Exercise directions: What you return should be the complete listing, unchanged, with no pictures in it.
----- Study material -----
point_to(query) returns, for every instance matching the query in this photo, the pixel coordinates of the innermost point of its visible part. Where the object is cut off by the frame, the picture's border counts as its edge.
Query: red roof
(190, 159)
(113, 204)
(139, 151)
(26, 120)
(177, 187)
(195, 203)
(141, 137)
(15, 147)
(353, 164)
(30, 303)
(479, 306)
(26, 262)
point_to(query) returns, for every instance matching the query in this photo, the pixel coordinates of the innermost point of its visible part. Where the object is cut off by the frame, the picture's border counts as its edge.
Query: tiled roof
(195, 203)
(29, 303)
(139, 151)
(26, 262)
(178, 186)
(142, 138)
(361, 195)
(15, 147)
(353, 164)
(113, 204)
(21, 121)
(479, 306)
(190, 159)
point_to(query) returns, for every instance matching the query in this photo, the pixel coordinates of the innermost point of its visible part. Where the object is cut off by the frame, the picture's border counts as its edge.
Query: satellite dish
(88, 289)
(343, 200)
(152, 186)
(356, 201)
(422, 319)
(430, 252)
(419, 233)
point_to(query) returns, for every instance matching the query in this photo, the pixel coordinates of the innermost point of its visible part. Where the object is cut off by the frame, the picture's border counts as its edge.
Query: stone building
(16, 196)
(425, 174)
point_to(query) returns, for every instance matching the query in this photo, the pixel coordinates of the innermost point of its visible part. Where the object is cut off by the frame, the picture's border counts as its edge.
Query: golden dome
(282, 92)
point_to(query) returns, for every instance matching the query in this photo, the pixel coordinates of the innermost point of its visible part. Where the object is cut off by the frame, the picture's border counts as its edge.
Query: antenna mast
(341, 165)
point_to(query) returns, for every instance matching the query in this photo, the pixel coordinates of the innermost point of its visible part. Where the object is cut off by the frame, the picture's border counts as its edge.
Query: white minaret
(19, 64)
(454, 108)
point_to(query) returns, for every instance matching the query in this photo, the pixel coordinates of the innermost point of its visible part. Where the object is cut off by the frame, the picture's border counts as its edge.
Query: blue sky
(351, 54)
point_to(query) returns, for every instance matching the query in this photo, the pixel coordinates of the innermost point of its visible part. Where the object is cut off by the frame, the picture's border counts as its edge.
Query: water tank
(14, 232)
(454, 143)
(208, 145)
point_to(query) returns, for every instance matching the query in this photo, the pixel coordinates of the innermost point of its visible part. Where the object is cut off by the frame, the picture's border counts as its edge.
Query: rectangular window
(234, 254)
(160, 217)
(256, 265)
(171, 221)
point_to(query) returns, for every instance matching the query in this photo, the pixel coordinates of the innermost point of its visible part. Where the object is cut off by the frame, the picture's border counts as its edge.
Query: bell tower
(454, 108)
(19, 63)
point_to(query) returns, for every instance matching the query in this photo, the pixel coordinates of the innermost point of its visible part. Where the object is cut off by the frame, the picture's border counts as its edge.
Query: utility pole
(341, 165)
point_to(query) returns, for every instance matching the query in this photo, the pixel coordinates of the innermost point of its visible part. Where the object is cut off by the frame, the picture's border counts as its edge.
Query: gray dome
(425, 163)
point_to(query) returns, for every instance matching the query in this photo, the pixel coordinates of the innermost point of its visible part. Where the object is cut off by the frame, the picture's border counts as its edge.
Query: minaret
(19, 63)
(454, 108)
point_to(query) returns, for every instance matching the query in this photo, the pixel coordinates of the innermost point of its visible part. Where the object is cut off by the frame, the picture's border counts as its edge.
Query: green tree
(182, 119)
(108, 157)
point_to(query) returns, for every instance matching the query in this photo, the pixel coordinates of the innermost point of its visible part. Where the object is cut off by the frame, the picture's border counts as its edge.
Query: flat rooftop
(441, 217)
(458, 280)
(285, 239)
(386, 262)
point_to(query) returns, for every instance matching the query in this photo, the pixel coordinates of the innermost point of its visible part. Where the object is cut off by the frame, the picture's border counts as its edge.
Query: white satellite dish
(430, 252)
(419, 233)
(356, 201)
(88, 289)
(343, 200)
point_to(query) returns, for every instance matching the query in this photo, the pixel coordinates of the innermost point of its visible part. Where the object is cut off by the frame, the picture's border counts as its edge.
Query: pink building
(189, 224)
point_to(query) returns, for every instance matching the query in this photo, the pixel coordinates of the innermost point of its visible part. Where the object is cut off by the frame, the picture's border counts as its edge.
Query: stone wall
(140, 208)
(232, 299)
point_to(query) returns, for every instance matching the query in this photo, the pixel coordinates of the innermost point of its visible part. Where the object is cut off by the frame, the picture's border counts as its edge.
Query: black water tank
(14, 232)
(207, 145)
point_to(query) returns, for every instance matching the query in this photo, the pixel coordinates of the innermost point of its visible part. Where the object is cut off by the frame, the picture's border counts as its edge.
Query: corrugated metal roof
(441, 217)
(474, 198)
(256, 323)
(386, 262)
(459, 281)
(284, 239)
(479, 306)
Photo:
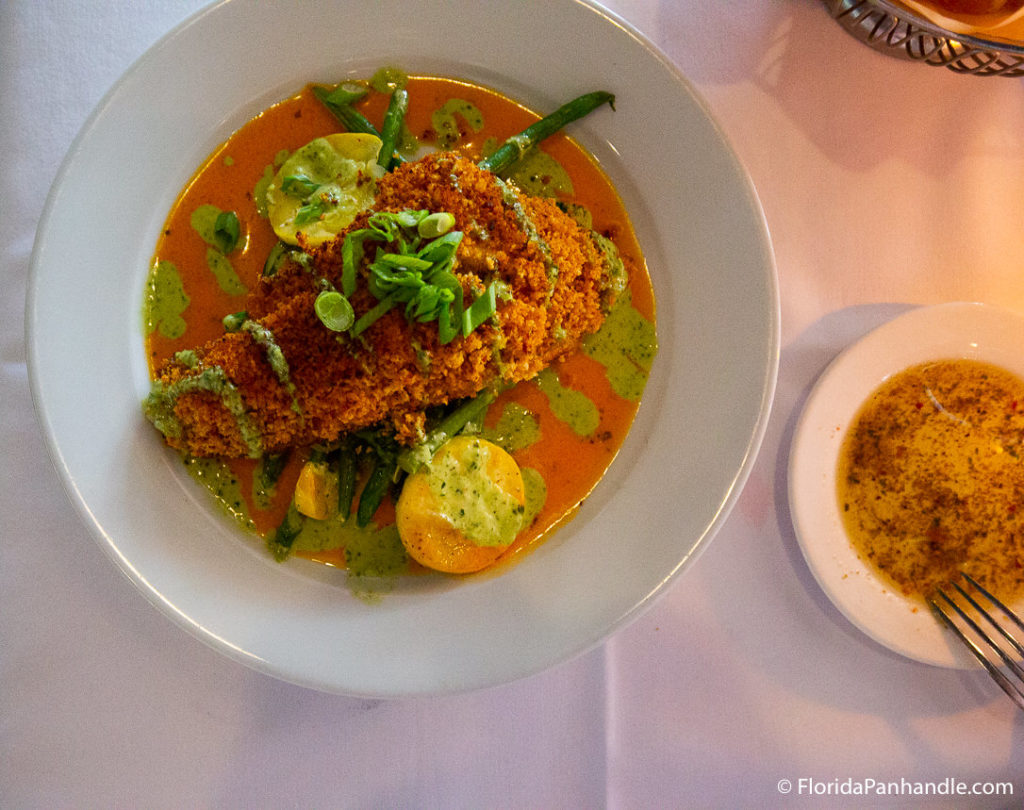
-----
Problem solution:
point_to(query) returns, for every instance matching the query in this photo, the pixel coordinates of the innermost point of its visible part. Where the object is cut off by the frame, the picture's border counts as its edge.
Query: red roof
(190, 159)
(113, 204)
(139, 151)
(26, 120)
(177, 187)
(195, 203)
(141, 137)
(15, 147)
(353, 164)
(30, 303)
(479, 306)
(26, 262)
point_to(query) returns, for every instance matching the query in this photo, the pixel coordinates of the innermost point of its visible part. Where the object is cut off by the frame, the picture's border counts as its edge.
Query: tiled roof
(195, 203)
(29, 303)
(139, 151)
(26, 262)
(178, 186)
(142, 138)
(361, 195)
(15, 147)
(353, 164)
(113, 204)
(21, 121)
(479, 306)
(190, 159)
point_to(query) returns, for every instance matching the query in this photo, the pixel coordinates of the innermost point of its visible part. Where the object is cut off by the frame, the picture's border counts as its edge.
Query: satellite dish
(88, 289)
(343, 200)
(152, 186)
(356, 201)
(422, 319)
(430, 252)
(419, 233)
point_to(query) returns, for every instance matching the query in this photo, the pixel coordinates of the innermost point of its visible part. Where the object is cut off by the frame, the picture's border counts as its edge.
Query: stone building
(16, 196)
(425, 174)
point_to(query) returns, for every instance matching the query in this photo, the pixel coordinates of the innermost point of its visible part. Where the object is cut off by the frame, the picture's border counts as its edge.
Query: golden dome
(282, 92)
point_to(query) returns, for every instance matching the query in this photo, the pixel coordinates of the innermost point of its visible part. Where the object is cut off by the frame, the picture's border counts as its edge.
Query: antenna mast
(341, 165)
point_to(query) returns, for every instance matching the query in this photo, the pixel coordinates of the innermost point of its visible part. Where the object is cut off by the frame, the picture's border counts as its edge.
Query: white minaret
(19, 64)
(454, 108)
point_to(query) returns, for every instance matching the query in this photo, the pixel coordinates of the innermost point of its visible part. Where the object is cut off by the frame, the picture's border counts as its edge.
Query: blue sky
(351, 54)
point_to(query) returns, for every instance matching the query in this photo, the pixel coordinates of the innermost point of its visible part. Where the object is cut off by the frame, the picture's border counts as its edge.
Query: water tank
(14, 232)
(454, 143)
(208, 145)
point_to(query) returns, for every instance matching the query in this photo, the pixel coordinates of the innermost point of its visible part. Where the object is cut off by the frame, the picture's border counts as its edge.
Query: rectangular window
(234, 254)
(160, 217)
(256, 265)
(171, 221)
point_to(query) returns, for every instance matching the query in this photo, the pixel coordinates of the innermost point of its visible part. Where the object is cut off by the frame, the picture's border counts as its edge.
Query: bell tower
(454, 108)
(19, 63)
point_to(query) returns, for every instance matching the query in this photo, the pixel coordinates of the innermost point of its visible part. Where the object is cut off by the frame, the picture's border counts as its edge.
Query: utility pole
(341, 165)
point_to(query) returns, for every instance matching the query in this photo, the pixel coordinates of the innermost point of its visible part. Where the object is cut off by the frame, the picture's border counts as its edge.
Query: gray dome
(425, 163)
point_to(query) returns, for every instance matching the query in this photo, the pixel coordinates of the innermost point of its visible part. Where the object is cut off by the frame, the picture's border counts as its edge.
Query: minaret
(19, 63)
(454, 108)
point_to(query) returns, for every instance matching the query in this photo, the pixel coordinates of the innermost point of its visible part. Where the object is cut off by the frame, the picture's border counts as its edge.
Query: green tree
(182, 119)
(108, 157)
point_to(query) returns, for every instance matching the query in this photo, the pixel coordinates of the innermost point of its visible part. Where the object is cut off by the frame, the picture's border counts as its edge.
Query: flat rooftop
(441, 217)
(458, 280)
(285, 239)
(386, 262)
point_to(query) returns, for every instance matching the query in this photo, the pixel coordinates of the innermost point of its visible part. Where the object is cut off by the frame, the picture's border counts as its edge.
Query: white satellite dish
(430, 252)
(419, 233)
(356, 201)
(88, 289)
(343, 200)
point_to(query) returns, for every instance matching the query in this photo, the pixel coordinates of the innermost point of its visible part. Where the object is cut off by the frame, the picture's border counts as its edge.
Query: pink building
(189, 224)
point_to(query) returns, for every instance matching the query in this photo, the pixel coordinates of the innermost point of its visible part. Where the object is cut off by the frame, the picture's border counts as its edge.
Query: stone wall
(140, 208)
(232, 299)
point_to(query) returns, for every instance matching the query in this photo, the pixel coordinates of the innermost point of its visible part. Where the object is cut off by the frame, the picture's border counts as its edge.
Query: black water tank
(14, 232)
(207, 145)
point_to(query) returns, for every instance matching the query in this photo, the pixel coordinates of the innermost point of its visible part. Where the object is cut off by the frame, the picture's border counts as its edge.
Query: corrugated metal roof
(441, 217)
(474, 198)
(256, 323)
(386, 262)
(459, 281)
(284, 239)
(479, 306)
Photo:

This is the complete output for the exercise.